-------- Data shown

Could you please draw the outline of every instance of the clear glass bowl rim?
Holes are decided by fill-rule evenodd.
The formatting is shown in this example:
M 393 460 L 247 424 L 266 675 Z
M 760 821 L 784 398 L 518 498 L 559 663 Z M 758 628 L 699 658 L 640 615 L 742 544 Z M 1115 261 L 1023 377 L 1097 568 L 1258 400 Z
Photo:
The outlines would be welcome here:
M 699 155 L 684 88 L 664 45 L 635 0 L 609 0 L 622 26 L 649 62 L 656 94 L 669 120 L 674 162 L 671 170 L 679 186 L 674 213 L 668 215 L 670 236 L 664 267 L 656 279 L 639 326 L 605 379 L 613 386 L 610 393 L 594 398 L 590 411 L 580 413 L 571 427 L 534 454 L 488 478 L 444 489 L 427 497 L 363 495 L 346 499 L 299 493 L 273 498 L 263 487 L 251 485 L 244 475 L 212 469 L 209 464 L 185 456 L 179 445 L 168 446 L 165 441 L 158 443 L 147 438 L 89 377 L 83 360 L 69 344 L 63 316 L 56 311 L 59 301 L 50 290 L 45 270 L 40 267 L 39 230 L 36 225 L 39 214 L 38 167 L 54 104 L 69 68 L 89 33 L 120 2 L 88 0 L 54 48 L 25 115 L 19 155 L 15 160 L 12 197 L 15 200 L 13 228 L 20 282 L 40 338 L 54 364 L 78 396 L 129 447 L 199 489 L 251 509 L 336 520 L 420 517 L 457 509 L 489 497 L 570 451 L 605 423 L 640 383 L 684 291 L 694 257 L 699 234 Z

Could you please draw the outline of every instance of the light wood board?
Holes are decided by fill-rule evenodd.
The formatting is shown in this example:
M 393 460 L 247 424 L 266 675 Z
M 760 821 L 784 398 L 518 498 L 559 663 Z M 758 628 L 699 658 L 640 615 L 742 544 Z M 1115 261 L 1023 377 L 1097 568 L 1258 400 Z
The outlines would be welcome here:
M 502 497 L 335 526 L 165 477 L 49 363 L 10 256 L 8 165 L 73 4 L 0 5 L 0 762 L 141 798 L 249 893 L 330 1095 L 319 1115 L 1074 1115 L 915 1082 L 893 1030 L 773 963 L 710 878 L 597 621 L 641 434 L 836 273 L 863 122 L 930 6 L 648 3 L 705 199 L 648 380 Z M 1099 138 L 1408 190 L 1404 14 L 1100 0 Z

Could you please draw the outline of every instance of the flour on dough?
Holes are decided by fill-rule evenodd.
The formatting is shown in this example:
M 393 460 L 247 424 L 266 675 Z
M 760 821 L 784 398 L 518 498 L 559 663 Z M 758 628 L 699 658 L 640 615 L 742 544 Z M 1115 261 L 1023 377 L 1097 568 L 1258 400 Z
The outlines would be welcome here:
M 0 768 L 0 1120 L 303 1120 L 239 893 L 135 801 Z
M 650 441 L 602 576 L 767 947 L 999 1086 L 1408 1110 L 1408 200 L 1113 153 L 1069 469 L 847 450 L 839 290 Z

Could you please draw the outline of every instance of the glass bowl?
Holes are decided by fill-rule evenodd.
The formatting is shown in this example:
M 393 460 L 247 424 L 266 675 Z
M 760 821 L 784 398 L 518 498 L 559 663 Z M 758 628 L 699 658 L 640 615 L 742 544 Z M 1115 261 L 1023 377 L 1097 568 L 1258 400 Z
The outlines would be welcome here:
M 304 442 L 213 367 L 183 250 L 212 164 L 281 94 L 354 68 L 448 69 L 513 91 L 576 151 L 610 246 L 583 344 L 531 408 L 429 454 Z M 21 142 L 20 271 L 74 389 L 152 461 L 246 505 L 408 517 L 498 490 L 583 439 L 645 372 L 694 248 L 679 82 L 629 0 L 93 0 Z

----------------

> What to do: Could you copy out all of the records above exactly?

> Written reply:
Could you please draw the outline of every instance of the clear glass bowl rim?
Holes are decided by fill-rule evenodd.
The formatting is shown in this example:
M 393 460 L 247 424 L 266 675 Z
M 760 821 L 784 398 L 518 498 L 559 663 Z M 758 628 L 699 658 L 640 615 L 742 544 Z M 1115 261 L 1023 377 L 1097 568 L 1258 400 Z
Photo:
The outlines would be welcome here:
M 699 155 L 684 88 L 664 45 L 635 0 L 609 0 L 622 26 L 649 62 L 656 94 L 669 120 L 674 162 L 671 170 L 679 186 L 674 213 L 668 215 L 670 236 L 664 267 L 656 279 L 639 326 L 605 379 L 613 386 L 610 393 L 594 398 L 590 411 L 580 413 L 571 427 L 534 454 L 488 478 L 444 489 L 427 497 L 363 495 L 346 499 L 299 493 L 273 498 L 263 487 L 251 485 L 244 475 L 212 469 L 209 464 L 185 456 L 179 445 L 168 446 L 165 441 L 158 443 L 147 438 L 89 377 L 83 360 L 69 344 L 63 316 L 56 311 L 59 301 L 50 290 L 45 270 L 40 267 L 39 230 L 36 225 L 39 214 L 38 167 L 54 104 L 69 68 L 89 33 L 120 2 L 88 0 L 54 48 L 25 115 L 19 155 L 15 160 L 12 197 L 15 200 L 13 228 L 20 282 L 40 338 L 54 364 L 78 396 L 129 447 L 199 489 L 251 509 L 336 520 L 420 517 L 457 509 L 489 497 L 570 451 L 605 423 L 640 383 L 684 291 L 694 257 L 699 234 Z

Could you please draw the outline of every instance of the light wood board?
Holes are decided by fill-rule evenodd.
The formatting is shown in this example:
M 393 460 L 247 424 L 266 675 Z
M 760 821 L 784 398 L 518 498 L 559 663 Z M 758 628 L 699 658 L 640 615 L 742 544 Z M 1115 261 L 1023 377 L 1097 568 L 1258 400 Z
The outlines would be welcome here:
M 502 497 L 335 526 L 165 477 L 49 363 L 10 256 L 8 165 L 73 4 L 0 5 L 0 762 L 141 798 L 249 893 L 330 1095 L 319 1115 L 1074 1115 L 915 1082 L 893 1030 L 773 963 L 710 878 L 597 621 L 641 434 L 836 273 L 863 122 L 930 6 L 648 3 L 705 199 L 648 380 Z M 1099 138 L 1408 190 L 1404 14 L 1100 0 Z

Could you please draw the outline of every instance of the flour on dough?
Holes are decided by fill-rule evenodd.
The formatting is shown in this example:
M 393 460 L 247 424 L 266 675 Z
M 760 821 L 784 398 L 518 498 L 559 663 Z M 758 628 L 699 658 L 640 615 L 742 544 Z M 1115 261 L 1023 377 L 1097 568 L 1258 400 Z
The outlines would be welcome here:
M 0 768 L 0 1120 L 303 1120 L 239 893 L 135 801 Z
M 650 441 L 602 576 L 767 947 L 999 1086 L 1408 1110 L 1408 200 L 1113 153 L 1069 469 L 847 450 L 839 290 Z

Could you please draw the outline of every instance of the glass bowl?
Holes are decided by fill-rule evenodd.
The formatting is shown in this example:
M 393 460 L 247 424 L 266 675 Z
M 760 821 L 784 398 L 518 498 L 559 663 Z M 758 628 L 699 658 L 640 615 L 742 544 Z M 1115 261 L 1023 377 L 1097 568 L 1258 400 Z
The outlines would be welcome here:
M 304 442 L 213 367 L 183 250 L 212 164 L 281 94 L 354 68 L 448 69 L 513 91 L 576 151 L 610 246 L 583 344 L 531 408 L 429 454 Z M 21 142 L 20 271 L 74 389 L 152 461 L 246 505 L 408 517 L 498 490 L 583 439 L 645 372 L 694 248 L 679 82 L 629 0 L 93 0 Z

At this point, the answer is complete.